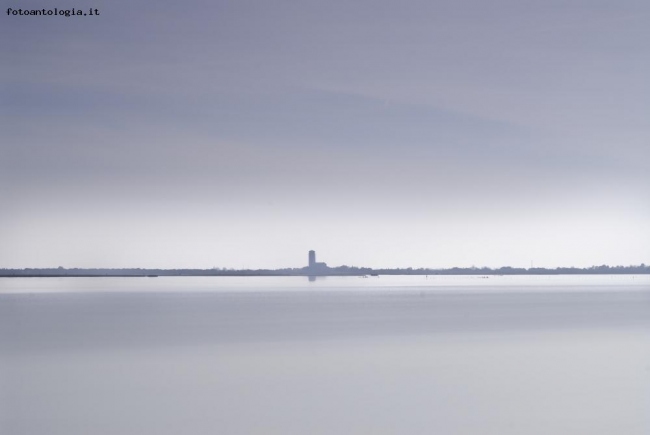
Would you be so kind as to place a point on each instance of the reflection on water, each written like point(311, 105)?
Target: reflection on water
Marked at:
point(387, 355)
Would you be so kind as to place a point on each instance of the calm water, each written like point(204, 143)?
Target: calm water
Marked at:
point(378, 355)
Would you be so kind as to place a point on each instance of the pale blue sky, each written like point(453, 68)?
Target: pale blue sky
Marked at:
point(384, 133)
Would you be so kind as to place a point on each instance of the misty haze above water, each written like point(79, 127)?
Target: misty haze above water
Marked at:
point(502, 355)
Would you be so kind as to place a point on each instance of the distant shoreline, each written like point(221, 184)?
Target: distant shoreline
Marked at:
point(305, 271)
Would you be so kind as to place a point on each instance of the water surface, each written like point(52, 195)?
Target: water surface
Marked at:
point(344, 355)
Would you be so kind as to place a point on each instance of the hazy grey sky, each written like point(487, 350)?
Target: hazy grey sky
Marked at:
point(379, 133)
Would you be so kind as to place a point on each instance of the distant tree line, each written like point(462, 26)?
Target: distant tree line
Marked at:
point(331, 271)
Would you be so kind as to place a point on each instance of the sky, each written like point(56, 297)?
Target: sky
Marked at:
point(242, 134)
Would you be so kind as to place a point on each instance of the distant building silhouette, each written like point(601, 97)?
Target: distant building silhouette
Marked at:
point(312, 259)
point(313, 267)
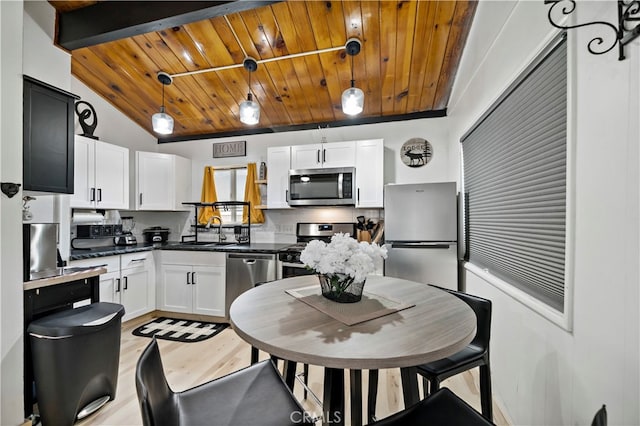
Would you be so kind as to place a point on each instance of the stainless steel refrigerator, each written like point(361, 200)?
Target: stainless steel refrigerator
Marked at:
point(421, 233)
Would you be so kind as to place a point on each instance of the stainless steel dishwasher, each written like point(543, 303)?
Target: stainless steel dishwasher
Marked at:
point(245, 271)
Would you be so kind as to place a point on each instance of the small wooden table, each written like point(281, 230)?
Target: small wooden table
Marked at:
point(437, 326)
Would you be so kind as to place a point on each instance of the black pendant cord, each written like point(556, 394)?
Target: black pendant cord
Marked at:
point(353, 82)
point(162, 106)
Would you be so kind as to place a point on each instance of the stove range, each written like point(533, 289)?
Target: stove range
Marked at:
point(289, 257)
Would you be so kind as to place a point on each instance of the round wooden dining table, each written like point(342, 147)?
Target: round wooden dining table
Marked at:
point(430, 324)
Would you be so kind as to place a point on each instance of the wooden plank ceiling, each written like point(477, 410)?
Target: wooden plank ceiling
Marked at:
point(406, 68)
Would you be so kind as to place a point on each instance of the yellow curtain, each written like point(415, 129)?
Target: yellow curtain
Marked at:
point(252, 194)
point(208, 195)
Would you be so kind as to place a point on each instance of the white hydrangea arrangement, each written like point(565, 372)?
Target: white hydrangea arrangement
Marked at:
point(343, 255)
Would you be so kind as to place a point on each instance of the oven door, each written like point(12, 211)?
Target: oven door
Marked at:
point(288, 270)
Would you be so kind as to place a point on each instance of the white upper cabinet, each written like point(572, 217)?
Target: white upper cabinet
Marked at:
point(163, 181)
point(324, 155)
point(369, 173)
point(101, 175)
point(278, 165)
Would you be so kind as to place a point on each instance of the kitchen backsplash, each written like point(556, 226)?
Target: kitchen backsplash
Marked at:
point(279, 226)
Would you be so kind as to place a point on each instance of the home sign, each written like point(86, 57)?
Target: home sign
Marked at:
point(230, 149)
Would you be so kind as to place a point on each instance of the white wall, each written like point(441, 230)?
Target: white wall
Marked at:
point(394, 134)
point(279, 224)
point(11, 405)
point(543, 374)
point(113, 126)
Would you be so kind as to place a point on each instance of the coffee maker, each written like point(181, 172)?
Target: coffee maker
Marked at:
point(40, 250)
point(126, 238)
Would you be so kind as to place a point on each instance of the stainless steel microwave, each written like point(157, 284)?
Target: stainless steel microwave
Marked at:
point(322, 187)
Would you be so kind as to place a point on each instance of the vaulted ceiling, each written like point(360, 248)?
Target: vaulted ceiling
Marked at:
point(406, 68)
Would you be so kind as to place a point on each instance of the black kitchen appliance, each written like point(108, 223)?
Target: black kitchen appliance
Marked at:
point(126, 237)
point(98, 231)
point(289, 257)
point(156, 235)
point(322, 187)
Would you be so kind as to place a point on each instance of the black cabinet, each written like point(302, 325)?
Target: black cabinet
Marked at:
point(47, 138)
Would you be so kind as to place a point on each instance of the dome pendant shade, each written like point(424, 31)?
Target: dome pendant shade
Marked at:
point(352, 98)
point(162, 122)
point(249, 111)
point(352, 101)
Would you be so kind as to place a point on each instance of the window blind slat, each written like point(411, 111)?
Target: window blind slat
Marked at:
point(514, 179)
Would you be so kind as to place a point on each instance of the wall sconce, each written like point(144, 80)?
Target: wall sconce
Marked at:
point(249, 109)
point(352, 98)
point(625, 31)
point(161, 121)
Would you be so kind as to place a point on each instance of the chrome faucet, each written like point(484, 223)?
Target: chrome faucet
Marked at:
point(221, 236)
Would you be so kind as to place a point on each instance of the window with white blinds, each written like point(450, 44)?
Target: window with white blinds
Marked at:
point(514, 180)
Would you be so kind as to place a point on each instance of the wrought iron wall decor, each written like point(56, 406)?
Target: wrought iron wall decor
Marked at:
point(9, 188)
point(83, 116)
point(416, 152)
point(628, 27)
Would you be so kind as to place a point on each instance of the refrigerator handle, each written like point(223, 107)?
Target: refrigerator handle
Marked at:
point(421, 245)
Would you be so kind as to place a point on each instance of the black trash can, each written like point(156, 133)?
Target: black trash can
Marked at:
point(75, 361)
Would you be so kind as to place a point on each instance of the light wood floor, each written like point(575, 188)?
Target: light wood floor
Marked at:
point(190, 364)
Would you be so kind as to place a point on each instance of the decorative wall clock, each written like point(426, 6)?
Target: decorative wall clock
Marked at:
point(416, 152)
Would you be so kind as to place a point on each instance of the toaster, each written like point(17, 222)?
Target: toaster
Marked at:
point(125, 240)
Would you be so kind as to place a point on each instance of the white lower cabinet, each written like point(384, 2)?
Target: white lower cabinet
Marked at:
point(192, 282)
point(129, 280)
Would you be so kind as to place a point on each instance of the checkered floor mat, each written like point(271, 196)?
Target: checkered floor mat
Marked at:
point(179, 330)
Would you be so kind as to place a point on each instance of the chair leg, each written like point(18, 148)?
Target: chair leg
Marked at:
point(425, 387)
point(372, 395)
point(305, 370)
point(290, 373)
point(355, 382)
point(486, 400)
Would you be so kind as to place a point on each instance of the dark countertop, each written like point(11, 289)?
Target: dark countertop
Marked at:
point(236, 248)
point(246, 248)
point(68, 275)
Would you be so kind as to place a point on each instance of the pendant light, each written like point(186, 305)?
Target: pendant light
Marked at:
point(249, 109)
point(352, 98)
point(161, 121)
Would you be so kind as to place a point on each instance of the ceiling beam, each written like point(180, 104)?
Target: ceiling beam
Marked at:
point(309, 126)
point(112, 20)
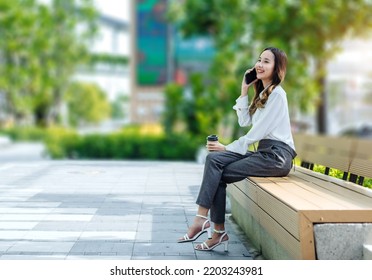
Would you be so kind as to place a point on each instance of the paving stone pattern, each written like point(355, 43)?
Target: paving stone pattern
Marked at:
point(127, 210)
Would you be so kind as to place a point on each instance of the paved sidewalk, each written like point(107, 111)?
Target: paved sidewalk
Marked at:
point(130, 210)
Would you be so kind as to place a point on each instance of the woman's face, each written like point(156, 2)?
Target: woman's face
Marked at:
point(265, 66)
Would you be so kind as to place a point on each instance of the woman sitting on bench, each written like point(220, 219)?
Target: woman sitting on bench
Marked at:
point(269, 117)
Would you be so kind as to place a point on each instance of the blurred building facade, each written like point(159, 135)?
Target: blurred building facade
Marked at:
point(159, 55)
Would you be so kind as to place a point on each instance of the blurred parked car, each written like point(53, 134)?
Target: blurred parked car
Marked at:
point(364, 131)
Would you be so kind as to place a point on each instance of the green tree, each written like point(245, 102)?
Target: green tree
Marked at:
point(309, 31)
point(41, 48)
point(86, 104)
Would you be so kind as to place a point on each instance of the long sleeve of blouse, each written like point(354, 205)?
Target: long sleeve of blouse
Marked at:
point(270, 122)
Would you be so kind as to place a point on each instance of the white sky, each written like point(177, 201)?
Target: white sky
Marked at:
point(119, 9)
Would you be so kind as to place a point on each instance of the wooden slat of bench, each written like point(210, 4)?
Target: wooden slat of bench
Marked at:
point(353, 197)
point(302, 197)
point(347, 199)
point(341, 216)
point(338, 182)
point(291, 199)
point(276, 209)
point(279, 233)
point(322, 197)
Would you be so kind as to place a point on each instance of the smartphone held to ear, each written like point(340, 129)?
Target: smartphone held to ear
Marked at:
point(251, 76)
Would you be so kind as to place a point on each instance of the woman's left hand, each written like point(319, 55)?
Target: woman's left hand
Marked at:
point(215, 146)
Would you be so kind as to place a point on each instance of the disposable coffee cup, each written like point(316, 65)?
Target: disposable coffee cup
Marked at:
point(212, 138)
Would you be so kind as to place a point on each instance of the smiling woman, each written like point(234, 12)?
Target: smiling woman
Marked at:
point(268, 114)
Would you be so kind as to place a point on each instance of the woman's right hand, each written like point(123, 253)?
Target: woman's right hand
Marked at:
point(244, 87)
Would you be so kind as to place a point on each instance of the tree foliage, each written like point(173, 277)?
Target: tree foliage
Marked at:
point(309, 31)
point(86, 104)
point(40, 49)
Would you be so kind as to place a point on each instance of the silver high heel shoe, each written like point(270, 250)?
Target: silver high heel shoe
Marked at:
point(187, 238)
point(205, 247)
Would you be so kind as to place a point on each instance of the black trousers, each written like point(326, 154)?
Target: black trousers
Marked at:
point(272, 159)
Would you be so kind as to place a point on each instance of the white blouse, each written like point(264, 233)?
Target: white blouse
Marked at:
point(270, 122)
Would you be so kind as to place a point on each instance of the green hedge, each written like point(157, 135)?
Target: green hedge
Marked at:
point(121, 145)
point(24, 133)
point(130, 143)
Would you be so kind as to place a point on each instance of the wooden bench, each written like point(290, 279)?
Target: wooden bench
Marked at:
point(279, 214)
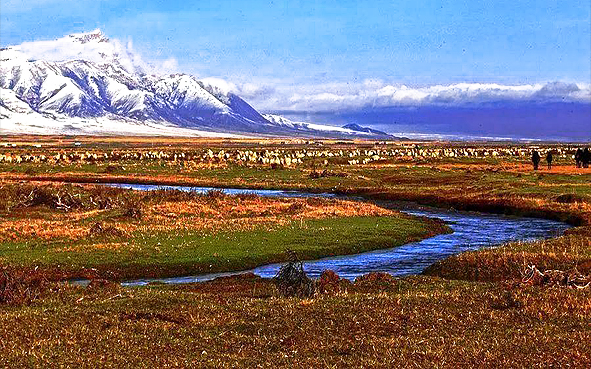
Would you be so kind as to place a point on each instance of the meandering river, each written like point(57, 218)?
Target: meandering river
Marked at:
point(471, 231)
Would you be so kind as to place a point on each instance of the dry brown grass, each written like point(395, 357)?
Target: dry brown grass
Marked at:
point(166, 211)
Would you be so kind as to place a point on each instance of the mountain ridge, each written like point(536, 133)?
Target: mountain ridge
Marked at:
point(107, 85)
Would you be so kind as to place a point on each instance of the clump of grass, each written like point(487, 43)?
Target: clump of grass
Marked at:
point(107, 231)
point(21, 285)
point(291, 280)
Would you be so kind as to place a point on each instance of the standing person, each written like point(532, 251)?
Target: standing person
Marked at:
point(579, 157)
point(535, 158)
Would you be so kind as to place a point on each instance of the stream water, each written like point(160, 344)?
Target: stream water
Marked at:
point(471, 231)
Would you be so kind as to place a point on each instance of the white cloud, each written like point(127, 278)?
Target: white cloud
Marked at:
point(283, 95)
point(375, 93)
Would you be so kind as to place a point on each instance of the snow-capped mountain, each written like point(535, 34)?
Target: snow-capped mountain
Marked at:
point(96, 86)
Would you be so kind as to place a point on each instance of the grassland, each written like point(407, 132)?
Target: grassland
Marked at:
point(414, 322)
point(121, 234)
point(472, 310)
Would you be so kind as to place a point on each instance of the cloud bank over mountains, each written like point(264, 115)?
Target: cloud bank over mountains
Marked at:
point(555, 110)
point(285, 95)
point(379, 94)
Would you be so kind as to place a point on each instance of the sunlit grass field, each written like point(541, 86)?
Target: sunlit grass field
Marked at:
point(470, 310)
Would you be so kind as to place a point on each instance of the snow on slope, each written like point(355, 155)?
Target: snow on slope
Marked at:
point(87, 84)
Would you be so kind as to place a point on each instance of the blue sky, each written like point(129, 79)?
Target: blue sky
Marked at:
point(412, 42)
point(401, 66)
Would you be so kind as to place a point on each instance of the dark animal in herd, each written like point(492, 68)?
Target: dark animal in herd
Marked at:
point(583, 158)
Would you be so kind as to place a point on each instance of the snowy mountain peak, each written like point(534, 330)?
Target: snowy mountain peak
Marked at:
point(87, 78)
point(93, 36)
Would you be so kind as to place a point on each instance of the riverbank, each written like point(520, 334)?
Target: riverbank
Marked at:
point(473, 310)
point(243, 322)
point(103, 232)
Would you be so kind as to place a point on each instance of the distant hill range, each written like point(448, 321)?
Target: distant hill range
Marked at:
point(108, 95)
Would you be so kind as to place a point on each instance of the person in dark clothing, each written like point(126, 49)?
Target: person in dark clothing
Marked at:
point(579, 157)
point(535, 158)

▶ _PROBLEM TO WORK ON_
Look back over the material above and state how many lines hold the word "standing". Write the number and nothing else.

▶ _RESULT OF THIS EXERCISE_
2